● Supplied entries:
------------------------------------------------

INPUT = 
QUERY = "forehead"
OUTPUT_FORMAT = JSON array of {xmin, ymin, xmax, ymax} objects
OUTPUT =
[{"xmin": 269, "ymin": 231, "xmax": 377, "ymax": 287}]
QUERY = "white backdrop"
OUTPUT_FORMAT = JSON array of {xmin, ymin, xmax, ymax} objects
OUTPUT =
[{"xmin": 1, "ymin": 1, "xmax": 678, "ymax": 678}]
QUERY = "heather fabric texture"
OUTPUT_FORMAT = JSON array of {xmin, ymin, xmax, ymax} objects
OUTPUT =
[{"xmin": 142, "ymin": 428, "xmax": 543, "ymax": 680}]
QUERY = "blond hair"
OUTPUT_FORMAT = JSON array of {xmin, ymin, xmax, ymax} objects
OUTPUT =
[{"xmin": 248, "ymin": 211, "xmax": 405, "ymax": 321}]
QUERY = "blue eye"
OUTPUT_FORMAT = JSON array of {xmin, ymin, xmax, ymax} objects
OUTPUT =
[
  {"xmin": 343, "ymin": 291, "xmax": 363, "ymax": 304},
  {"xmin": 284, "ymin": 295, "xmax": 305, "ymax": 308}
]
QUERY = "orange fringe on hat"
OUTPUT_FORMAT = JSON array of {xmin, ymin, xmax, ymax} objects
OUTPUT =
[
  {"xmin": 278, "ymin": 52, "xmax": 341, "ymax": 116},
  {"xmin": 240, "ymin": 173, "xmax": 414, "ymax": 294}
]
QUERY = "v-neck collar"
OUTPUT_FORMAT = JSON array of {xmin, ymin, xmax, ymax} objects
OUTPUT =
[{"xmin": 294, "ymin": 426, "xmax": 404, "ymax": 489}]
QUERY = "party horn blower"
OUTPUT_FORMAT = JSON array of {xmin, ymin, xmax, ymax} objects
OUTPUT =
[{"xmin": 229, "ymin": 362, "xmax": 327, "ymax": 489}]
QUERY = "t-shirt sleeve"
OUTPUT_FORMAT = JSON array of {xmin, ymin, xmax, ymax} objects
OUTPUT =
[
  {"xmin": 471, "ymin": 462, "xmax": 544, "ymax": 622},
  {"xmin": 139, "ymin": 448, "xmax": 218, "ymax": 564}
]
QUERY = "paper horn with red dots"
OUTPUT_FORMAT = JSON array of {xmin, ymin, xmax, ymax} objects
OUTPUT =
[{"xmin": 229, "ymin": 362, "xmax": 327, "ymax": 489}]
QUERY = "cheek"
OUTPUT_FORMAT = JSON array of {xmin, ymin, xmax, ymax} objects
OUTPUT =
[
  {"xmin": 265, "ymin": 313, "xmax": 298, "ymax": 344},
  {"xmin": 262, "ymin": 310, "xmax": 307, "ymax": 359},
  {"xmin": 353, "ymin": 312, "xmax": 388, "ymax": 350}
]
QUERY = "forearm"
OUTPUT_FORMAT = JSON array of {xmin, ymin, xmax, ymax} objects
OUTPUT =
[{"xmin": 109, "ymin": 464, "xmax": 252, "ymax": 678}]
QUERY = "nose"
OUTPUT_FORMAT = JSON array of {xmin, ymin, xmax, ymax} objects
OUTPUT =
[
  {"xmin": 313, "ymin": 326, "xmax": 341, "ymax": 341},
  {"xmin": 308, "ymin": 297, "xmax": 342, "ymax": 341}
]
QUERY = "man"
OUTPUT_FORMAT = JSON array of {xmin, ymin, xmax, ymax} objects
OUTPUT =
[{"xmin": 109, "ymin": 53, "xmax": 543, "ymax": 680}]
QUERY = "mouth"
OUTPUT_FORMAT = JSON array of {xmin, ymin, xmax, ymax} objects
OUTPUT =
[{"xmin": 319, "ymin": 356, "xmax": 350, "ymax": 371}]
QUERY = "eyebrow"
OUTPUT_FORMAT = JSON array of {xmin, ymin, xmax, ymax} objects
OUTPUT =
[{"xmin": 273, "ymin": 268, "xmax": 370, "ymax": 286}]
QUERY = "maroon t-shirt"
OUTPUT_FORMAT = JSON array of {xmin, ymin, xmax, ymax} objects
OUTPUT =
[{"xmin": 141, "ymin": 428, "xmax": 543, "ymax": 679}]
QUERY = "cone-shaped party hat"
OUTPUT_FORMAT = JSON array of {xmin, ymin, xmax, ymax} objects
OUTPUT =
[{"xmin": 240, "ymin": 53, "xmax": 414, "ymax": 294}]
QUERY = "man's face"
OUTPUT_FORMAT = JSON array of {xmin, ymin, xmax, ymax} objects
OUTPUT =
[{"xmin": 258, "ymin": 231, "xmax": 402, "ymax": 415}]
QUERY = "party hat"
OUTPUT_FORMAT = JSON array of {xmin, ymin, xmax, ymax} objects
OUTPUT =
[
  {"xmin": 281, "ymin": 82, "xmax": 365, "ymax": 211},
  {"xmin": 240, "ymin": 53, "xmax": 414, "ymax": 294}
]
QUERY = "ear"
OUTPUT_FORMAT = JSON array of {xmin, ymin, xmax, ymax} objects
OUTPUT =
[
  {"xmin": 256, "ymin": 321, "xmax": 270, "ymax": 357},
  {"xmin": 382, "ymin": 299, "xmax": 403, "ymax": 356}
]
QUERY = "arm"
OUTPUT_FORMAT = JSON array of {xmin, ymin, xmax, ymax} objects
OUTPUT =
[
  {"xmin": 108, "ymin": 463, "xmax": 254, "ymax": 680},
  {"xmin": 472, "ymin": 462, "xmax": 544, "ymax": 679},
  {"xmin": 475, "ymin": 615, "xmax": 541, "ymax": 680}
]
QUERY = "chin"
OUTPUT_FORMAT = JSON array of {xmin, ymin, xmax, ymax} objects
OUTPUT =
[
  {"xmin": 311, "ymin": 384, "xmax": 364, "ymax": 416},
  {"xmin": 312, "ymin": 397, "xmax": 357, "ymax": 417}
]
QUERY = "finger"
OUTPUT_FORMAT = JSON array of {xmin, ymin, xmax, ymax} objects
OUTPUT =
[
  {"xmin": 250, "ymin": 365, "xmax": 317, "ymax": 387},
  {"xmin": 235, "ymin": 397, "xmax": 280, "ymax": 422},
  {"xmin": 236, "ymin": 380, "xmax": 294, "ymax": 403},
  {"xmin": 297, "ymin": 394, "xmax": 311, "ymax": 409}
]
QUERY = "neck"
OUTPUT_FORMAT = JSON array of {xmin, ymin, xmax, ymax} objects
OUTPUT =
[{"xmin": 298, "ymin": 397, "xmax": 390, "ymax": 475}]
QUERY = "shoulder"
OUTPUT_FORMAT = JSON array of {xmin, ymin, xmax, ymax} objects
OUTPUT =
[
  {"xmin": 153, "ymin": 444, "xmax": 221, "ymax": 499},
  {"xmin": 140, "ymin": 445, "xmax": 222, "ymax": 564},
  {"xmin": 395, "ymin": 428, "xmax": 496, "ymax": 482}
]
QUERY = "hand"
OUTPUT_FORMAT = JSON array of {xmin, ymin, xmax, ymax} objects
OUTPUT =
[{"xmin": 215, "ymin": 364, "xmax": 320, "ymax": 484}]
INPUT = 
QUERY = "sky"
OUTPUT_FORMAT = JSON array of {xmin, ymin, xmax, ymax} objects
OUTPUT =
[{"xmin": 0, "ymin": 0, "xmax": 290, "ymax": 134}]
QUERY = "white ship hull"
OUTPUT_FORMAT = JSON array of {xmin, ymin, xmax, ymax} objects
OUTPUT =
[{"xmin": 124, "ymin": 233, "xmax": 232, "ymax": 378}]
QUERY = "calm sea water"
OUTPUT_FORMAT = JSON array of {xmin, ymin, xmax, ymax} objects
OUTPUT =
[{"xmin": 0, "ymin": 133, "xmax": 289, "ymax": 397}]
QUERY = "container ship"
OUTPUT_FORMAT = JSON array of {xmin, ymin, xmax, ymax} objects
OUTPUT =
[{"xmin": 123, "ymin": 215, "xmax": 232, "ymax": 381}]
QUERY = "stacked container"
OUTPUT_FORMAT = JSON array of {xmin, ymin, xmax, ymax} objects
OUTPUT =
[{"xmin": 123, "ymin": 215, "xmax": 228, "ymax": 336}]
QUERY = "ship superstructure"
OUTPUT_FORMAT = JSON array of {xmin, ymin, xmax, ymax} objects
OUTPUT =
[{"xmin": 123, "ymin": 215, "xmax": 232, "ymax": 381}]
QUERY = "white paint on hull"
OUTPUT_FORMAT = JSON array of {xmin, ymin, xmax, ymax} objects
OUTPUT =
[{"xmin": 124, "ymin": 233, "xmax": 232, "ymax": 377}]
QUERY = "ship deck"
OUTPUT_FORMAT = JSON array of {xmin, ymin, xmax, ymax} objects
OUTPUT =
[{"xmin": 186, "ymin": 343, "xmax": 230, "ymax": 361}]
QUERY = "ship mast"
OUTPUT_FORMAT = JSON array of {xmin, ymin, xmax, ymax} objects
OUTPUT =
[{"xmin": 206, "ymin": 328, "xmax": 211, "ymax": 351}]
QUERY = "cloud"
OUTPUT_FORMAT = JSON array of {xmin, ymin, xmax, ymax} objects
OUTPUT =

------------------------------------------------

● What is needed: The required answer is a single number: how many lines above hold the string "party".

● Solution to this exercise: 3